Meine Eindrücke & Gedanken
Ich als alter Mittelfußläufer finde den Metaride und das Abrollverhalten jedes Mal aufs Neue ungewohnt. Bei meinem ersten Lauf beim Asics-Event in Berlin im März 2019 waren die anfänglichen Schritte darin ein überwältigend neues Gefühl für mich. Nach zwei bis drei Kilometern Einlaufzeit stellte sich aber ein gefühlt unauffälliges Laufverhalten bei mir ein. Viele, mit denen ich an dem Tag lief – auch ein Läufer des Nike Running Clubs – teilten diesen Eindruck mit mir. Insgesamt bin ich mit dem Schuh knapp 40 Kilometer gelaufen. Nun wage ich ein erstes, kurzes Zwischenfazit.
Die rutschige Gripsole / Außensohle ist griffig und hat sich tadellos auf der Straße und lockerem Waldgelände bewährt. Für richtig roughes Terrain ist der Metaride nicht konzipiert und daher ungeeignet. Dafür fehlt ihm schlussendlich die notwendige Profilierung. Die Ferse sitzt bei mir passgenau. Darauf sollten interessierte Käufer*innen unbedingt achten. Denn aufgrund der beschriebenen, dauernden Wipp-Bewegung werden hohe Ansprüche an die Passgenauigkeit und -komfort im Fersenbereich gestellt.
Ästhetisch erinnert der Metaride an die Gesundheitsschuhe von MBT, Masai Barefoot Technology. Die fand ich nie so richtig schön. Der Metaride ist ästhetisch nicht ganz so meins. Aber mir gefällt das dezente Schwarz des Obermaterials in Kombination mit der leuchtend roten Sohle gut.
Bei höheren Geschwindigkeiten fühlte ich mich in dem Metaride ein wenig unsicher. Deswegen setze ich den Schuh bei eher langsamen Geschwindigkeiten ein. Für schneller Geschwindigkeiten ist mir Schuh zu schwer.
Alles eine Frage des Gewichts?
Das Gewicht eines Schuhs ist für mich eines der Kriterien, ob ich einen Laufschuh in meiner Laufschuhrotation einsetzen möchte. Mit dem Prophecy, Flagschiff von Mizuno, werdet ihr mich niemals im Leben beim Laufen erwischen. Die 395 Gramm an jedem Fuß ähneln Betonklötzen. Schönen Betonklötzen, weswegen ich sie in meiner Freizeit gerne trage. Da ist es nicht weiter schlimm, dass für den Prophecy “Abrollverhalten” ein Fremdwort ist.
Laufschuh (Gr. 44) | Gewicht in Gramm |
Asics Metaride | 326 |
Mizuno Prophecy 4 | 395 |
Brooks Glycerin 17 | 322 |
Asics Dynaflyte 2 | 277 |
Asics Kayano 25 | 343 |
Zurück zum Metaride. Der Metaride ist leichter als der Prophecy und wiegt ungefähr so viel wie der Brooks Glycerin 17. Der Kayano 25, das Stabilitätsmonster, ist marginale schwerer. Aber allesamt gewichtsmäßig kein Vergleich zum Asics Dynaflyte 2, einem meine All-Time Favourites.

_ _ _ _ _

Aufgabenteile:
**A.** Beantworten Sie anhand des Erfahrungsberichts zum Metaride diese Fragen:
(i) Bei welcher Veranstaltung, in welcher Stadt und wann fand der erste Lauf im Metaride statt?
(ii) Wie viele Kilometer wurde der Schuh insgesamt gelaufen?
(iii) An wessen Gesundheitsschuhe erinnert der Metaride ästhetisch?
**B.** Nennen Sie sämtliche Laufschuhmodelle, die in der Gewichtstabelle des Erfahrungsberichts zum Metaride aufgeführt sind.
**C.** Geben Sie den Abschnitt des Erfahrungsberichts zum Metaride von „Die rutschige Gripsole“ bis einschließlich „roten Sohle gut.“ wortgetreu wieder.
Stützen Sie sich ausschließlich auf den Erfahrungsbericht.

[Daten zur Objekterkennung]

_ _ _ _ _

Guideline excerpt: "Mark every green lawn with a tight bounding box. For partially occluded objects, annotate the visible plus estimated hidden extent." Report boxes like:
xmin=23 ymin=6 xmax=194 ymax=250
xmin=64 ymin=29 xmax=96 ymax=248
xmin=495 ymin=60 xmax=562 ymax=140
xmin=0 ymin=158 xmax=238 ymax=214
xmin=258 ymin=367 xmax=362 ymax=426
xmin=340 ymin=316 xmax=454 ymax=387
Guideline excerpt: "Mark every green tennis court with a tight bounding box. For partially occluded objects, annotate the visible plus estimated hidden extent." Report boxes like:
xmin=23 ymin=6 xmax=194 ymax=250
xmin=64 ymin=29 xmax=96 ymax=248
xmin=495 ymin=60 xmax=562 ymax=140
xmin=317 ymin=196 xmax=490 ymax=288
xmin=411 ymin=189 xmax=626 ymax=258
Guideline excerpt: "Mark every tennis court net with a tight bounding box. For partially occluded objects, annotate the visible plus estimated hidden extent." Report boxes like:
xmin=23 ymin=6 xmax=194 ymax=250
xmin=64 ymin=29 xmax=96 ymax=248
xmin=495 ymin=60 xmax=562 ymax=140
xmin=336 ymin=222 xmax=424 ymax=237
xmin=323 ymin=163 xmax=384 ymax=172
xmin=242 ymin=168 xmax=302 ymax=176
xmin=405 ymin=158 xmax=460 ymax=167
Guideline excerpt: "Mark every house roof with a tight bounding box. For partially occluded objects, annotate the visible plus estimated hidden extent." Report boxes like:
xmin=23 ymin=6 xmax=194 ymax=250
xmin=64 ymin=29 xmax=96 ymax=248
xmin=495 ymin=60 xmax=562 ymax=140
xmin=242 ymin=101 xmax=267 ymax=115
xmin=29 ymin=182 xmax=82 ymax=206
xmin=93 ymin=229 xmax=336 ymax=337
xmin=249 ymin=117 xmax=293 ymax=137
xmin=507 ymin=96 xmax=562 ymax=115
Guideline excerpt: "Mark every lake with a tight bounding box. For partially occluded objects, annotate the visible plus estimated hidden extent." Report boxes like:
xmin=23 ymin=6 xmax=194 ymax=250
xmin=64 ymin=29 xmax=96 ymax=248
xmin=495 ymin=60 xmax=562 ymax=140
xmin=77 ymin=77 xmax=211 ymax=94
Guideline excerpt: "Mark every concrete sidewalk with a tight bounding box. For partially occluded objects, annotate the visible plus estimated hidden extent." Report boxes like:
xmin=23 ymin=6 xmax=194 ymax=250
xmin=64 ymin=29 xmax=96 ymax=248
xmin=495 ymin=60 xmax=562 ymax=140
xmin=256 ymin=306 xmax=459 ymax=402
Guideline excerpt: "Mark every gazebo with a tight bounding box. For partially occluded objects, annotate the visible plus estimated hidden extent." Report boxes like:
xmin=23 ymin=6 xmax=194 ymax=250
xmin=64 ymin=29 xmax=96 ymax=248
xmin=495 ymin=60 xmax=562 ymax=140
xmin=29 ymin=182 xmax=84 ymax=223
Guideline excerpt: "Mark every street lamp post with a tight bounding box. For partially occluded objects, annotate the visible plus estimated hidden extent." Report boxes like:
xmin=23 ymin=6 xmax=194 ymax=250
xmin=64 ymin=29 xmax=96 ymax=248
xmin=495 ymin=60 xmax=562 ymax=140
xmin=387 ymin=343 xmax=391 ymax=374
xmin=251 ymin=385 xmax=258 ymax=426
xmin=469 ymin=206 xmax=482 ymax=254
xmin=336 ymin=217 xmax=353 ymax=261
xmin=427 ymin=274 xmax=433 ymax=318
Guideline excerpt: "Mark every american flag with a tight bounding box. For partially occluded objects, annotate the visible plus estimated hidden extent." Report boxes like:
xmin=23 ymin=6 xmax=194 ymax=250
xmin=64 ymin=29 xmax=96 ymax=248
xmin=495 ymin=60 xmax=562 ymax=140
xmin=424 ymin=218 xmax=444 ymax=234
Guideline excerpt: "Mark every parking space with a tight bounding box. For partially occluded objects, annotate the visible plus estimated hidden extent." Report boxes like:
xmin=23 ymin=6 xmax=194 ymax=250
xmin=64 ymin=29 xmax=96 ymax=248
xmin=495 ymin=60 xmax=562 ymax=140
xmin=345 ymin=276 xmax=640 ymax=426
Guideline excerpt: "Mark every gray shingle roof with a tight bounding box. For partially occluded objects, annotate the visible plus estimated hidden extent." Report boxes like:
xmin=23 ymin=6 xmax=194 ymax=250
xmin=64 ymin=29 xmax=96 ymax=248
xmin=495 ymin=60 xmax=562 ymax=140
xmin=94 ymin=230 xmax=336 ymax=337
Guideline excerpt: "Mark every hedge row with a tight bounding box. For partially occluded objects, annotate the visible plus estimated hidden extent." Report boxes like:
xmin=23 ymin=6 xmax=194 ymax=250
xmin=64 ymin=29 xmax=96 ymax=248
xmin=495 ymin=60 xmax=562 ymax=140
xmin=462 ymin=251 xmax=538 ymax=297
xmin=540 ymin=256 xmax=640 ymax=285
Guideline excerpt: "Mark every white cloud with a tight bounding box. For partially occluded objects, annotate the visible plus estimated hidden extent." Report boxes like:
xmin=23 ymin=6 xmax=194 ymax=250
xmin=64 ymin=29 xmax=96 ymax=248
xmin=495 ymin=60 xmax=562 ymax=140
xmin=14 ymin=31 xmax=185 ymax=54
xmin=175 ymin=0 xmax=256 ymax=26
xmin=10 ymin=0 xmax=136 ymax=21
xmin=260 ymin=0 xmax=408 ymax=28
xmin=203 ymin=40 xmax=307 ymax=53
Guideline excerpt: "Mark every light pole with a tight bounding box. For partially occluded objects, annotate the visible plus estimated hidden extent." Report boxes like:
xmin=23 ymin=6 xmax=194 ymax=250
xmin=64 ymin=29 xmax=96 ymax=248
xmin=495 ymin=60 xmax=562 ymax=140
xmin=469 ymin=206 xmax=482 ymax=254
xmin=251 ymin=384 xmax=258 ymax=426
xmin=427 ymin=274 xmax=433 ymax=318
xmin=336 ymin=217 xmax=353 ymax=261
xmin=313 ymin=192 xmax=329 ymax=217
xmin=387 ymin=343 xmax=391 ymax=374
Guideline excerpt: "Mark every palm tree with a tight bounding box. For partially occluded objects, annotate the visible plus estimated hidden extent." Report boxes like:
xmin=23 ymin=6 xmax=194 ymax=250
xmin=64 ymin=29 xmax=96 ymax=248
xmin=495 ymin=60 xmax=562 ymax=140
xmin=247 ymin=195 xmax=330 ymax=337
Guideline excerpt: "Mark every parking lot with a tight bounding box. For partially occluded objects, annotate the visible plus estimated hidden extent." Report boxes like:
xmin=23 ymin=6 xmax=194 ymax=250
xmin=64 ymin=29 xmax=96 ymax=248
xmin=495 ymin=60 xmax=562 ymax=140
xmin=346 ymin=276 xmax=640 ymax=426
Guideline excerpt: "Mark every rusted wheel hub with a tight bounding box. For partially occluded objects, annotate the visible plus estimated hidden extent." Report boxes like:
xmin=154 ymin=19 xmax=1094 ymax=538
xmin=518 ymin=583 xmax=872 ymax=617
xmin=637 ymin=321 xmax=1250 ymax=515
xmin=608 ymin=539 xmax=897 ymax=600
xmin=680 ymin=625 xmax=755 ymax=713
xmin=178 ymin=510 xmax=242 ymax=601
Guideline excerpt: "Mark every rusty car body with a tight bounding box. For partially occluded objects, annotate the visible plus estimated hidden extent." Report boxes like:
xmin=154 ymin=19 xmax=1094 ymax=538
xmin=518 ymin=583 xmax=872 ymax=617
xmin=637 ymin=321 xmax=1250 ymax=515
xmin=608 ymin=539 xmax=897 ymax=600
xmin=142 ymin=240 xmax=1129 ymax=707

_ _ _ _ _

Vollständige Antworten:
**A.**
(i) Beim Asics-Event in Berlin im März 2019.
(ii) Knapp 40 Kilometer.
(iii) An die Gesundheitsschuhe von MBT, Masai Barefoot Technology.

**B.** Asics Metaride, Mizuno Prophecy 4, Brooks Glycerin 17, Asics Dynaflyte 2, Asics Kayano 25

**C.**
Die rutschige Gripsole / Außensohle ist griffig und hat sich tadellos auf der Straße und lockerem Waldgelände bewährt. Für richtig roughes Terrain ist der Metaride nicht konzipiert und daher ungeeignet. Dafür fehlt ihm schlussendlich die notwendige Profilierung. Die Ferse sitzt bei mir passgenau. Darauf sollten interessierte Käufer*innen unbedingt achten. Denn aufgrund der beschriebenen, dauernden Wipp-Bewegung werden hohe Ansprüche an die Passgenauigkeit und -komfort im Fersenbereich gestellt.
Ästhetisch erinnert der Metaride an die Gesundheitsschuhe von MBT, Masai Barefoot Technology. Die fand ich nie so richtig schön. Der Metaride ist ästhetisch nicht ganz so meins. Aber mir gefällt das dezente Schwarz des Obermaterials in Kombination mit der leuchtend roten Sohle gut.